-- begin DATA FOR THIS EXERCISE --

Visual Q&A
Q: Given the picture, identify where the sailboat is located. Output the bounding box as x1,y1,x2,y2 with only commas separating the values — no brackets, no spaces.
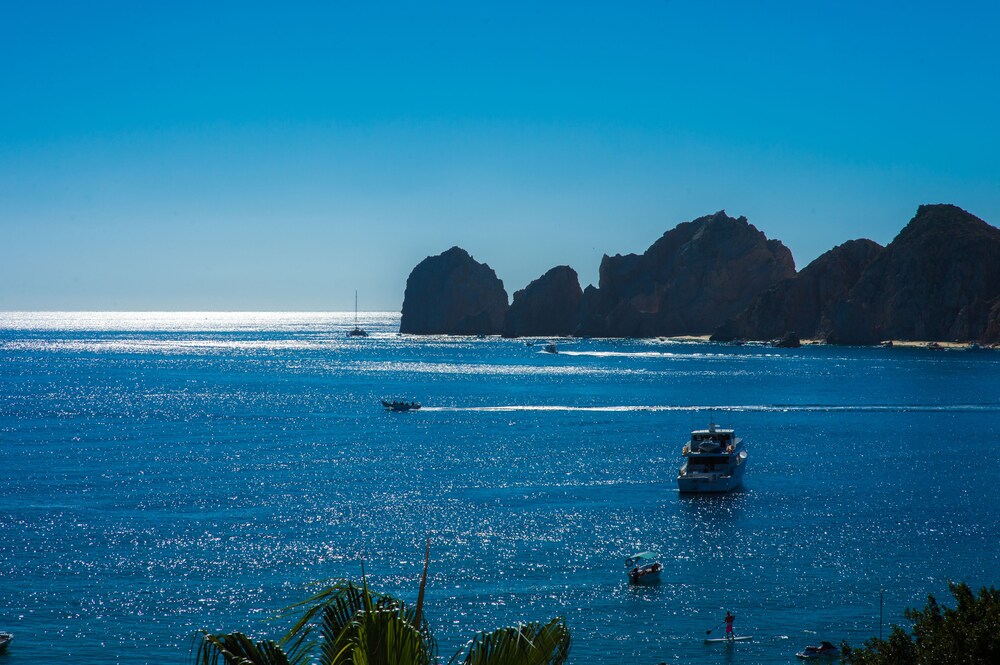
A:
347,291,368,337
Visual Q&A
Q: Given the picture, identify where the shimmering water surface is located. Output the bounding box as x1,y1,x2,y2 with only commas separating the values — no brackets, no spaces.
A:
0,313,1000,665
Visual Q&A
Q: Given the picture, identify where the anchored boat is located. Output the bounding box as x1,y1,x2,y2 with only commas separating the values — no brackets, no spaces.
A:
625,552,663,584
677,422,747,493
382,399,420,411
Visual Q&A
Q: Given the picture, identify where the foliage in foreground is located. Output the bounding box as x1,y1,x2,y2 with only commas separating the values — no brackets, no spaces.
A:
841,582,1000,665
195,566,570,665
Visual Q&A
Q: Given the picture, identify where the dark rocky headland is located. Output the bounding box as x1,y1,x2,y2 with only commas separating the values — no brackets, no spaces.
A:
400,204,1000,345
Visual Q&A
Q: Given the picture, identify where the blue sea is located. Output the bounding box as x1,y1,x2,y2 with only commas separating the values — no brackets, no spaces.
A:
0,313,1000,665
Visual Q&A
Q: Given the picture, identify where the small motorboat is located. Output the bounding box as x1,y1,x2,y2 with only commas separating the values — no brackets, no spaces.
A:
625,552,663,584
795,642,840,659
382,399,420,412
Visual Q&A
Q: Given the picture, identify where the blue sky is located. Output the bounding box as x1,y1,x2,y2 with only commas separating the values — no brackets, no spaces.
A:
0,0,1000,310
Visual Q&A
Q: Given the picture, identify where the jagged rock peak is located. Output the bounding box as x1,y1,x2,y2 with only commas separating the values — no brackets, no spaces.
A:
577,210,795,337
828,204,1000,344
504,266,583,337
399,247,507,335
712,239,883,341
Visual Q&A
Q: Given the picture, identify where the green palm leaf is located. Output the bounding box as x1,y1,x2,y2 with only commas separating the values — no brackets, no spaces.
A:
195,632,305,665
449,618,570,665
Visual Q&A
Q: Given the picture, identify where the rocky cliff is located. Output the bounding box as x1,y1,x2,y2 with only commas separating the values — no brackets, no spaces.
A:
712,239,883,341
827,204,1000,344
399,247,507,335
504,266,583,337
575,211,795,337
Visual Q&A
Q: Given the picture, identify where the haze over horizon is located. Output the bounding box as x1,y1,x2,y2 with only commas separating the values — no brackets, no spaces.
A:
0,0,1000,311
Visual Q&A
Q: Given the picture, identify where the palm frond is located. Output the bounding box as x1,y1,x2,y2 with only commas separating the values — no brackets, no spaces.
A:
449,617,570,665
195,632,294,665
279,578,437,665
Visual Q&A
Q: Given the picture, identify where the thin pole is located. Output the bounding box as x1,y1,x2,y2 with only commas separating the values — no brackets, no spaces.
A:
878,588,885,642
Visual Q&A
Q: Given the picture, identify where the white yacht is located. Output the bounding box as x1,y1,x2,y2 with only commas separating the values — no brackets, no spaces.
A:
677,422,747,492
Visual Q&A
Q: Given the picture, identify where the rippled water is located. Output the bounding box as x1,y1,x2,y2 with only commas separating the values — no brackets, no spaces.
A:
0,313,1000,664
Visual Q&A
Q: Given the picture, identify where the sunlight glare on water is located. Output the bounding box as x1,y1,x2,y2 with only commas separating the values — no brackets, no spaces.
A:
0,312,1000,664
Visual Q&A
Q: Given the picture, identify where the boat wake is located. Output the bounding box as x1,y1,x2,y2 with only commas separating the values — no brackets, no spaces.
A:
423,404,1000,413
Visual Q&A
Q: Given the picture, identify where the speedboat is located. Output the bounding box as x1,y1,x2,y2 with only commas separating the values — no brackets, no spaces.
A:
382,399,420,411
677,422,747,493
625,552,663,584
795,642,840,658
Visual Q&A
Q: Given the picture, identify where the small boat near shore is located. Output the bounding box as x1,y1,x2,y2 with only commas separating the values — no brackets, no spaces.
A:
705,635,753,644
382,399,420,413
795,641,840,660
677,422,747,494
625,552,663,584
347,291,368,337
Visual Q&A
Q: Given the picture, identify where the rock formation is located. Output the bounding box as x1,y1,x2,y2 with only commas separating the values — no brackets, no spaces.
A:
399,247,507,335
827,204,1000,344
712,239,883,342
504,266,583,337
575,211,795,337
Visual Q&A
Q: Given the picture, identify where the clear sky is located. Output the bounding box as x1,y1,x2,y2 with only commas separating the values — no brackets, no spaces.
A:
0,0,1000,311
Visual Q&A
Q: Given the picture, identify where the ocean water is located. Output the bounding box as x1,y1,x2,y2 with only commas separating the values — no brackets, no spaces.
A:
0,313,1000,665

-- end DATA FOR THIS EXERCISE --

### TASK TO CARRY OUT
Reproduce the material above in full, exactly, with no images.

### TASK RESULT
Visual Q&A
Q: Given the picture, identify where the sailboat is located. Output the bounding box as x1,y1,x2,y2 with only commas separating the values — no brackets, no spaces.
A:
347,291,368,337
Visual Q&A
Q: Given the picture, identify where the shimmering water surface is located. Output the bounding box as x1,y1,x2,y2 with only commas separating the values — no brackets, no spaces.
A:
0,313,1000,665
Visual Q&A
Q: Given the picture, identify where the anchored boat is located. Output the bounding box as x1,y1,x2,y2 with only commas separating the values — no brackets, no spaces.
A:
625,552,663,584
677,422,747,493
382,399,420,411
Visual Q&A
Q: Given the picture, identify where the foliage in foreground is located. Output the bounding box as x1,y1,x2,y2 with only commas separating the values — no brackets, no spaces.
A:
841,582,1000,665
195,566,570,665
Visual Q&A
Q: Given the picture, identify where the dark rocky headland is located. Output the bounding box as x1,y1,x2,y2 with only commas separating the values — no brackets, no spaces.
A:
400,204,1000,345
Visual Q&A
Q: Given the picture, identify where the blue sea is located. Output the bounding box as x1,y1,x2,y2 with only commas separating the values — no brackets, no spaces.
A:
0,313,1000,665
Visual Q&A
Q: Given the picture, identify where the small motorboat is located. Output the bounding box as x1,y1,x2,y2 with only commas separating the values — no brackets, no spaces.
A:
625,552,663,584
795,642,840,659
382,399,420,412
Visual Q&A
Q: Given the picture, identify where the blue sky is located. Output the bounding box as x1,y1,x2,y2 with only commas separating the values — no brackets, no spaces.
A:
0,0,1000,310
Visual Q&A
Q: Given the picture, identify where the jagged rock peak is located. Output the bounding box as x1,y1,x2,y2 with only commas separating the values — no brackets, no spaces.
A:
577,210,795,337
828,204,1000,344
504,266,583,337
399,247,507,335
712,239,883,341
Visual Q&A
Q: Given the picture, identify where the green palm leaf is located. Output the bounding box as x1,y1,x2,y2 with only commas separating the values — no brackets, no spaces.
A:
195,632,305,665
449,618,570,665
Visual Q&A
Q: Given the picture, identify where the rocky cliff is located. Output the bounding box as x1,y1,x2,y2 with only commas separating the values — no brackets, no spaces.
A:
712,239,883,341
827,204,1000,344
399,247,507,335
504,266,583,337
575,211,795,337
Visual Q&A
Q: Given the picture, identify where the haze over horizon is located. Output the bounding box as x1,y1,x2,y2 with only commas separating the values — no brackets, no spaces.
A:
0,0,1000,311
Visual Q&A
Q: Given the picture, identify where the palm frond is located. Output the bounding box as x1,y1,x2,y2 with only commas separating the values — no brackets, no spaces.
A:
449,617,570,665
195,632,294,665
279,578,437,665
Visual Q&A
Q: Given the picture, identify where the thin pole is located. Output the bounding box as x1,y1,x2,y2 with only commas separating the values — no brackets, no spaces.
A:
878,588,885,642
Visual Q&A
Q: Given the picture, identify where the white yacht is located. Output the bounding box as x1,y1,x2,y2 with only commas separating the values — no brackets, no spaces.
A:
677,422,747,492
Visual Q&A
Q: Given the picture, identify where the rippled water is located. Output the bounding box as x1,y1,x2,y2 with only commas separating the values — no brackets, no spaces.
A:
0,313,1000,664
Visual Q&A
Q: Given the picture, identify where the sunlight glare on water is located. Output the bounding box as x1,y1,x2,y2 with only commas separating the values — no brackets, no spaces.
A:
0,312,1000,664
Visual Q&A
Q: Given the picture, identify where the boat wake is located. Output the bounding box as x1,y1,x2,y2 with only commas separating the values — no brackets, no spaces.
A:
423,404,1000,413
Visual Q&A
Q: Given the picture, identify where the speedboat is located. Output the bounding box as x1,y1,x2,y2 with only commas separating the values — no brackets, no spaces.
A:
382,399,420,411
677,422,747,493
625,552,663,584
795,642,840,658
Visual Q&A
Q: Given the picture, identify where the small boat near shore is located. Output the bounding box as x1,y1,x2,y2 with only commas separating the values — no brackets, no spaces.
A:
705,635,753,644
382,399,420,413
795,641,840,660
677,422,747,494
625,552,663,584
347,291,368,337
Visual Q&A
Q: Given the picture, identify where the rock formation is located. Output the bounding box as x1,y1,x2,y2 with only commas separating the values — no brackets, no spaces.
A:
399,247,507,335
827,204,1000,344
712,239,883,342
504,266,583,337
575,211,795,337
Visual Q&A
Q: Given the picture, identify where the clear sky is located. Output the bounding box as x1,y1,x2,y2 with only commas separating the values — no brackets, no spaces.
A:
0,0,1000,311
Visual Q&A
Q: Given the picture, identify where the ocean water is located. Output the bounding box as x1,y1,x2,y2 with only commas separating the values — no brackets, no spaces.
A:
0,313,1000,665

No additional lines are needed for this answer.